**Data**
== == ==

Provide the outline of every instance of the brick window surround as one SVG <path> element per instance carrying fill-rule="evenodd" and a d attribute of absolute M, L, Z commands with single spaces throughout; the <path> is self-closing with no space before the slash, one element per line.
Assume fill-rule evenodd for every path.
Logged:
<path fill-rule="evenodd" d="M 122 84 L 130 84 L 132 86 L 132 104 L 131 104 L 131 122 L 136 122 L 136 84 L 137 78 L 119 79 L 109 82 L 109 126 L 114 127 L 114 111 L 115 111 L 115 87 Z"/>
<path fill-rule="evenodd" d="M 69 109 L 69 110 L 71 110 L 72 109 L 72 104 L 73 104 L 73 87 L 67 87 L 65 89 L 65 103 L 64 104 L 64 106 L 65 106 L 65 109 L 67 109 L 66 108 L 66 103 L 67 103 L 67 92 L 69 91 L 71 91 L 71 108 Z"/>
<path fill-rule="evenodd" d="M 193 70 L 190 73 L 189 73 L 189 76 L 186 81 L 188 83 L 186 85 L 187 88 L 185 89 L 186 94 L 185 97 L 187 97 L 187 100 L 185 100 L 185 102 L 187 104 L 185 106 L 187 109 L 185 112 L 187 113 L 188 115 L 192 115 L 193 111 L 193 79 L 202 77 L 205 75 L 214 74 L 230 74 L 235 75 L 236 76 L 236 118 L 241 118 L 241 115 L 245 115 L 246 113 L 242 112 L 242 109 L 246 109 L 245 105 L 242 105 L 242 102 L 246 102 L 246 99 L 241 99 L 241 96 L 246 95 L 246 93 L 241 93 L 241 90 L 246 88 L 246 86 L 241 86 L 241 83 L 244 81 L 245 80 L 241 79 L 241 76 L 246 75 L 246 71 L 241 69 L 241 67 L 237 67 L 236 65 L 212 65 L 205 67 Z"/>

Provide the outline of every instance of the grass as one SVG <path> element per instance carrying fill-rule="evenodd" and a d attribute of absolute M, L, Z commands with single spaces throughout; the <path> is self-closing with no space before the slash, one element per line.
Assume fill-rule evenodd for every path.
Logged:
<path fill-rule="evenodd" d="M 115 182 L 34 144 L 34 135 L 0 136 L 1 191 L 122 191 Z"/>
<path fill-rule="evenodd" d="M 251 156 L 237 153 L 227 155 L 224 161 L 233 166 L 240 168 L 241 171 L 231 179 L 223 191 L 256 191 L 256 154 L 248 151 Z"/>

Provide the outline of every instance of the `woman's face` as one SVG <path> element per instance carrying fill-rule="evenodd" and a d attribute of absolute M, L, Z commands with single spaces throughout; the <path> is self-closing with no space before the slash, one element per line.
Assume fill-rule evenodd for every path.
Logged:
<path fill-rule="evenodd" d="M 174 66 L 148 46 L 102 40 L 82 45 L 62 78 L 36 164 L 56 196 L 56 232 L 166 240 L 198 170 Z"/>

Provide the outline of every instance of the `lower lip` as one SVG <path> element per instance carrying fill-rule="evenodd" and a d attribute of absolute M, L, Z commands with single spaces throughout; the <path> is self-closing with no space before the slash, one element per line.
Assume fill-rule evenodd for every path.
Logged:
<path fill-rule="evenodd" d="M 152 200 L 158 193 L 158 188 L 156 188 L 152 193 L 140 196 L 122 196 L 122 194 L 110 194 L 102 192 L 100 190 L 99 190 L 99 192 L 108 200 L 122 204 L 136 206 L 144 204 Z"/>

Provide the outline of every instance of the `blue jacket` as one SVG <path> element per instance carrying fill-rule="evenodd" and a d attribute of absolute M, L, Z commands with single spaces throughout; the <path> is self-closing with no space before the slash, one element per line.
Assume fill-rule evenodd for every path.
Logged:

== == ==

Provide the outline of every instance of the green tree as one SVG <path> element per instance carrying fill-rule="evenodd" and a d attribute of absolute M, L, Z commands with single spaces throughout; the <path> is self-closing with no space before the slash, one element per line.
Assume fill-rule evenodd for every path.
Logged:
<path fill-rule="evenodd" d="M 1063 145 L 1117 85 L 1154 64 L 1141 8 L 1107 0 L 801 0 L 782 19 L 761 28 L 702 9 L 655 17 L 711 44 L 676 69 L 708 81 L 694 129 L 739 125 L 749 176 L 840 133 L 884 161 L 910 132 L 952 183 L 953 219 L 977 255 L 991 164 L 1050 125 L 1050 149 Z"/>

== == ==

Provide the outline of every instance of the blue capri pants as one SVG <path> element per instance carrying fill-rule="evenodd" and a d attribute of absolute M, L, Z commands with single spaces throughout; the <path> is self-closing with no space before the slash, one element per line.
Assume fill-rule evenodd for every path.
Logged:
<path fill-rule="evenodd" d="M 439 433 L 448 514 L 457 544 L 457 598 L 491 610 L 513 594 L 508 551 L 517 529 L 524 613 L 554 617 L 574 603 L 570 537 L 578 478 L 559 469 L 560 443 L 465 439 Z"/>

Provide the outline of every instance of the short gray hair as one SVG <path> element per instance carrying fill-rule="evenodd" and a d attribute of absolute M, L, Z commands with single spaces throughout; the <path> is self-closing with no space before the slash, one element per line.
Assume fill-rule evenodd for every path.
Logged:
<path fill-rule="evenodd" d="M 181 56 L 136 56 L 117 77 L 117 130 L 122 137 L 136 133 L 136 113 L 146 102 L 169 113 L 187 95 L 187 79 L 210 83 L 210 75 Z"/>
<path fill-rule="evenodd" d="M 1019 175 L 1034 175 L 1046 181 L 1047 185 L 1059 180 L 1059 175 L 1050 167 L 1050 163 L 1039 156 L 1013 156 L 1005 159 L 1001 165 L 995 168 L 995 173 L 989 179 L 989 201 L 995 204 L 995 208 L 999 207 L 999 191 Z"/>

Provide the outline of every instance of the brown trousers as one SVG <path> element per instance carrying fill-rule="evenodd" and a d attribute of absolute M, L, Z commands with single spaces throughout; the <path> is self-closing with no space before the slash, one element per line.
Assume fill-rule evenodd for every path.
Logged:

== == ==

**Challenge**
Set down the entries that run from the line containing "Provide the outline of every instance of the brick" through the line containing "69 109 L 69", both included, copying each line without any change.

**Solution to the exercise**
Provide the outline of every instance of the brick window surround as one SVG <path> element per instance carrying fill-rule="evenodd" and a d attribute of absolute M, L, Z commands with single spaces throughout; the <path> is self-closing with no space before the slash, one element per line.
Assume fill-rule evenodd for every path.
Logged:
<path fill-rule="evenodd" d="M 122 84 L 130 84 L 132 86 L 132 104 L 131 104 L 131 122 L 136 122 L 136 84 L 137 78 L 119 79 L 109 82 L 109 126 L 114 127 L 114 111 L 115 111 L 115 87 Z"/>
<path fill-rule="evenodd" d="M 69 109 L 69 110 L 71 110 L 72 109 L 72 104 L 73 104 L 73 87 L 67 87 L 65 89 L 65 103 L 64 104 L 64 106 L 65 106 L 65 109 L 67 109 L 66 108 L 66 103 L 67 103 L 67 92 L 69 91 L 71 91 L 71 108 Z"/>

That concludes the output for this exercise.